Tuesday, August 17, 2010

Is understanding customer expectations like reading alphabet soup?

Just completed an annual round of customer satisfaction research. What does it tell me? Pretty much what every piece of research about the superannuation industry is saying right now - people have lost faith as investment returns have taken a battering and superannuation administration and communications platforms fail to live up to 21st Century expectations.

You see, the bods who built the administration platforms 30 years ago are still influential in driving customer satisfaction downwards. They were platforms built when the world was a quieter place and customers weren't so vocal, or networked. They were built when you defined customers as numbers and transaction histories rather than people. Their legacy still lives on.

Overall satisfaction with communications in our survey has hardly moved for over three years, yet the supposed underlying drivers of satisfaction in this area have improved immensely. I might say with some pride that the underlying improvements are because we actually act on our customer research - re-prioritising and fine-tuning the points of customer pleasure and pain.

The question is: if the underlying drivers have improved by over 50% in some instances over two years, why has overall satisfaction not commensurately improved? In fact, there is almost no customer touchpoint, except printed newsletters, that have not improved their scores over the period. Is finding the solution like reading alphabet soup, or is there an obvious explanation?

----

→ **List of tasks**
1. Answer from the blog post on customer satisfaction:
(a) How many years ago were the administration platforms built?
(b) For how long has overall satisfaction with communications hardly moved?
(c) Which customer touchpoint is named as the exception to improved scores?
2. Render this sentence from the blog post on customer satisfaction in Spanish: "They were platforms built when the world was a quieter place and customers weren't so vocal, or networked."
The rows have no connection to the blog post on customer satisfaction.

→ **Information provided**
----

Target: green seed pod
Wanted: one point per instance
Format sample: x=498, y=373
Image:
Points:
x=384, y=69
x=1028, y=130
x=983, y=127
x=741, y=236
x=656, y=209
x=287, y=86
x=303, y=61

----

→ **Written answers**
1.
(a) 30 years ago
(b) Over three years
(c) Printed newsletters

2. Eran plataformas construidas cuando el mundo era un lugar más tranquilo y los clientes no eran tan expresivos ni estaban tan conectados en red.